* [STRONA]:
▼

Jeden szczebel wyżej – Anna Kańtoch „Przedksiężycowi” t. II


Po pierwszym tomie „Przedksiężycowych” Anny Kańtoch, który wprowadził czytelnika w reguły rządzące Lunapolis i pokazał, jak wiele tajemnic jest do odkrycia, czas na dalszą część opowieści.
Istotna różnica między pierwszym a drugim tomem to rozszerzenie perspektywy. W pierwszym przyglądaliśmy się przede wszystkim Finnenowi i Kairze oraz przybyszowi z gwiazd, Danielowi. W drugiej części bohaterów, którzy oprowadzają nas po mieście, jest o wiele więcej. Na pierwszy plan wysuwa się ojciec Kairy, Brin Issa. Powoli poznajemy jego rodzeństwo, przeszłość i część planów. Tylko część, gdyż jak podejrzewam, odkrycie wszystkich kart nastąpi w ostatniej odsłonie cyklu. Z tych fragmentów wyłania się fascynująca, chwilami zupełnie nieludzka i pozbawiona emocji postać, której plany są o wiele bardziej skomplikowane niż się początkowo zdawało.
Więcej miejsca poświęcono także inteligentnej pani detektyw Tellis i jej wspólnikowi, Mahameniemu. Dzięki tej parze autorka pokazała nie tylko dwutorowo prowadzone śledztwo, ale także specyfikę życia w świecie, który w czasie Skoku został z tyłu. Emocje targające jednostką, która wie, że nie ma szans na przetrwanie i tylko przedłuża swoją agonię.

▲

* [ZADANIE 1]: Oceń, czy stwierdzenia (a), (b) i (c) zgadzają się z powyższym tekstem o drugim tomie „Przedksiężycowych”: (a) w drugim tomie na pierwszy plan wysuwa się ojciec Kairy, Brin Issa; (b) wspólnikiem detektyw Tellis jest Daniel; (c) w drugiej części jest mniej bohaterów oprowadzających czytelnika po mieście niż w pierwszej. Przy każdym odpowiedz „tak” lub „nie” i przytocz dosłownie rozstrzygające słowa tekstu.

Rekordy danych

▼

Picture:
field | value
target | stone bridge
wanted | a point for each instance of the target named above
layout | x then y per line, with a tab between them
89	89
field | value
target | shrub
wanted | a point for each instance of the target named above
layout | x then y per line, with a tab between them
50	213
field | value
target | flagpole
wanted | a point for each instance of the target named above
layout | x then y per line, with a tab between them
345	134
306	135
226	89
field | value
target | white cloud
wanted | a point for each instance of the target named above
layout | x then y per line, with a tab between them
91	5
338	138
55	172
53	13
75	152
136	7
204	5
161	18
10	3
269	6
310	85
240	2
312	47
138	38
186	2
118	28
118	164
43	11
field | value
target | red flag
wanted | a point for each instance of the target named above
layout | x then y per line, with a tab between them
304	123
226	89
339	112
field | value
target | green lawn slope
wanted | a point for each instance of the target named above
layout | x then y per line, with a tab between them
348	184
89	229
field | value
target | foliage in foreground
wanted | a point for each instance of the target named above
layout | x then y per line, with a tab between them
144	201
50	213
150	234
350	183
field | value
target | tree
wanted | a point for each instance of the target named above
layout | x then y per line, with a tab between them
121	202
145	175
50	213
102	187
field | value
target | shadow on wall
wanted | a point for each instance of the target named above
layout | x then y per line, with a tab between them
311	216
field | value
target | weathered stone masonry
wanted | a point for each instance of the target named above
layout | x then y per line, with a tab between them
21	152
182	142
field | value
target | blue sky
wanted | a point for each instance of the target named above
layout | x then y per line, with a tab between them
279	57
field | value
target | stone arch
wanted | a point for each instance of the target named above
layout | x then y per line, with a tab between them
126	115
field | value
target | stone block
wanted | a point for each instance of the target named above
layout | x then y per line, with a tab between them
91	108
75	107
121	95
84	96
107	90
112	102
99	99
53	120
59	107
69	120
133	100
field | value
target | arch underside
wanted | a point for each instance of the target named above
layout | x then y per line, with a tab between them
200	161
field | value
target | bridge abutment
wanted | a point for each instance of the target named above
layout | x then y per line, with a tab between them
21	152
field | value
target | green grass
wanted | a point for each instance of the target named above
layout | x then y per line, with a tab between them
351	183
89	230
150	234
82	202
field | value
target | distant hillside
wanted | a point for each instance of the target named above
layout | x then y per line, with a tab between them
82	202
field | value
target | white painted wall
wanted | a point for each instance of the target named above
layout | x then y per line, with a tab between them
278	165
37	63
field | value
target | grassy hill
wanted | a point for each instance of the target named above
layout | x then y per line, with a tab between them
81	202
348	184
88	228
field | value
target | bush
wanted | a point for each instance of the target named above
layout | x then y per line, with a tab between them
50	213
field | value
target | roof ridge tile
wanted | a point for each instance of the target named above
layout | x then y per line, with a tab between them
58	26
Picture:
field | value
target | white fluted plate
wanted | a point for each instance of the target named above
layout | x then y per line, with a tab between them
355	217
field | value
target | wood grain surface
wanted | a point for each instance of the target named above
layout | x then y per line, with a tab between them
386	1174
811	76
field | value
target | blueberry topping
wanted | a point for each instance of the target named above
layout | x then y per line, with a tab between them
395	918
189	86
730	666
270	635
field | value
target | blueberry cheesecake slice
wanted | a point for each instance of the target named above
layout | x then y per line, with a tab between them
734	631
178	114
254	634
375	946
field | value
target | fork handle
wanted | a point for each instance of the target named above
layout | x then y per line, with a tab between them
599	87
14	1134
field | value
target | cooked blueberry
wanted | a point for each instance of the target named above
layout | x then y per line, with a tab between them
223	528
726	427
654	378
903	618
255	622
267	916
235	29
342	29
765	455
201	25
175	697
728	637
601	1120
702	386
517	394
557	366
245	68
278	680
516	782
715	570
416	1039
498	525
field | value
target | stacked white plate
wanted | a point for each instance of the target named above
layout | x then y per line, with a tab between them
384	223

▲

* [ZADANIE 2]: Podaj liczbę wierszy rekordów, w których występuje słowo „wall”, i nic poza tą liczbą. Wielkość liter ma znaczenie.

* [PEŁNA ODPOWIEDŹ 1]:
(a) Tak: „Na pierwszy plan wysuwa się ojciec Kairy, Brin Issa.”
(b) Nie: „Więcej miejsca poświęcono także inteligentnej pani detektyw Tellis i jej wspólnikowi, Mahameniemu.”
(c) Nie: „W drugiej części bohaterów, którzy oprowadzają nas po mieście, jest o wiele więcej.”

* [PEŁNA ODPOWIEDŹ 2]: 2